The Port of Basra, also known as Al Maqal Port, is an Iraqi port in Basra, situated on the Persian Gulf.

==Location==
The Port of Basra is situated in downtown Basra City, Iraq, on the banks of the Shatt Al-Arab River, approximately 135 kilometers upstream from the mouth of the river. The port is strategically located near several of Iraq's major oil and gas fields.

Coordinates: Latitude: 30°22' North, Longitude: 47°48' East.

== History ==
===Construction===
The Port of Basra began operations in 1919, having been constructed under the aegis of the British Army, who occupied Mesopotamia during the First World War. Iraq's first modern port, it was intended by the British to serve as a major commercial and mercantile hub, servicing Basra itself but also acting as a valuable economic bridge between Europe and Asia.

===Iran-Iraq War===
The Port of Basra ceased to be fully operational in 1980 due to the Iran–Iraq War. The majority of the combat during that eight-year conflict occurred in southern Iraq along the Iranian border, where the port sustained damage from Iranian missile and artillery attacks. The port experienced a steady decline in operations in the ensuing years, ultimately closing in 2003. The Port of Basra has recently reopened and currently receives general, project, and containerized cargo.

==Operations==
The port has 15 berths of which 11 are currently operational with a combined wharf length of 2,000 meters. In 2013 NAWAH opened the only fully containerized terminal at Berth 14.

◆ Task goal ◆
For each statement, decide whether it agrees with the passage on the Port of Basra. Answer yes or no, and quote the deciding words of the passage: (a) The port began operations in 1919. (b) All of the port's berths are currently operational. (c) The port lies at the mouth of the Shatt Al-Arab River. The lines that come next are separate material, unconnected to the passage.

◆ Information provided ◆

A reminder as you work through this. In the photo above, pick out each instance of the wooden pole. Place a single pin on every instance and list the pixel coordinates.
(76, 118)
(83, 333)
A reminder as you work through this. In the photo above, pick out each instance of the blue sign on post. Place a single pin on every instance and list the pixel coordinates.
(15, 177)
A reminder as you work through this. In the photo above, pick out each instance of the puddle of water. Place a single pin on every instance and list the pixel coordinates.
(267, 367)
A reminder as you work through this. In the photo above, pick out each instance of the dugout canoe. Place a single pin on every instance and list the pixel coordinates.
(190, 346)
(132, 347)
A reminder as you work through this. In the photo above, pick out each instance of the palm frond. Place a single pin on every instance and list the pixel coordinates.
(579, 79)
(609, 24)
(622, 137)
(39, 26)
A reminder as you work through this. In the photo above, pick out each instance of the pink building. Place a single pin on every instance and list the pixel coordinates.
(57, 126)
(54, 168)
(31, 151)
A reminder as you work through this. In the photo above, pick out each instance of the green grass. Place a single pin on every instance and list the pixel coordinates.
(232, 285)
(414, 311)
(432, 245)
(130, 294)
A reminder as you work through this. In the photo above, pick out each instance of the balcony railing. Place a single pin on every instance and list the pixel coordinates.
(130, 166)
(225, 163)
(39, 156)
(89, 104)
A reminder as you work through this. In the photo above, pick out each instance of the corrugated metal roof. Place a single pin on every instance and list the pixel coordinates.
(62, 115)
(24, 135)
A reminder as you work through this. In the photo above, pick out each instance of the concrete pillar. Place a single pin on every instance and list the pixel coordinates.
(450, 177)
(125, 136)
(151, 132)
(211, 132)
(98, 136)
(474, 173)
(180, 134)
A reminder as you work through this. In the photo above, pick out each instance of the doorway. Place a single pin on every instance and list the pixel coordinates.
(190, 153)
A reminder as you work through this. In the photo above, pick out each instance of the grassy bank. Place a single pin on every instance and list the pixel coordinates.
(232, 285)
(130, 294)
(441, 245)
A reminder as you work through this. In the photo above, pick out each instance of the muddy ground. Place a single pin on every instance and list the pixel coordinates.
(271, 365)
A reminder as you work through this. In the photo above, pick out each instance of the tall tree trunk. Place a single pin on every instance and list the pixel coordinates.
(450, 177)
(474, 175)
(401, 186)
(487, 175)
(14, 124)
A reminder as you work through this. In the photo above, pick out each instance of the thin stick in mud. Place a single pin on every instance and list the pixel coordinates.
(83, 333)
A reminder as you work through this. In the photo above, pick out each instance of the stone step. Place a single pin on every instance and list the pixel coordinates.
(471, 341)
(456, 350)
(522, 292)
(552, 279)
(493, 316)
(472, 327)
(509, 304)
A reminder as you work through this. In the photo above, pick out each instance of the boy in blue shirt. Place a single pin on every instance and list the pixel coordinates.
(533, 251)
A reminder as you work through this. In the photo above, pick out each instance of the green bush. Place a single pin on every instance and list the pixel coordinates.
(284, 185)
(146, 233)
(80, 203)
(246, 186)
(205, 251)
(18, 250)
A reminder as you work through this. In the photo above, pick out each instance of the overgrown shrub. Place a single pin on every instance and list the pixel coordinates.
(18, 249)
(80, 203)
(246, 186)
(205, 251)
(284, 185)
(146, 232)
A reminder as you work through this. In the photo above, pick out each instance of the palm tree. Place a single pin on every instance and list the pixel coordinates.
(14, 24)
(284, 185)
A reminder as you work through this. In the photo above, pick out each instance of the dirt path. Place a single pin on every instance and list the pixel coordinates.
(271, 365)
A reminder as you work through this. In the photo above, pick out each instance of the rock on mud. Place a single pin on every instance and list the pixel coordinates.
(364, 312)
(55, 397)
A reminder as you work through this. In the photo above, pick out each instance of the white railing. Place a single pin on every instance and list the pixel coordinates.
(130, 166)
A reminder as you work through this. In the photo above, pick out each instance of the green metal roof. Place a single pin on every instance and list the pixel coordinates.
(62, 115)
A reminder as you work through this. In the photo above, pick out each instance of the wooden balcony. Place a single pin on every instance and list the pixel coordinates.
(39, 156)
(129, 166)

◆ Reply to the exercise ◆
(a) Yes: "The Port of Basra began operations in 1919"
(b) No: "The port has 15 berths of which 11 are currently operational"
(c) No: "approximately 135 kilometers upstream from the mouth of the river"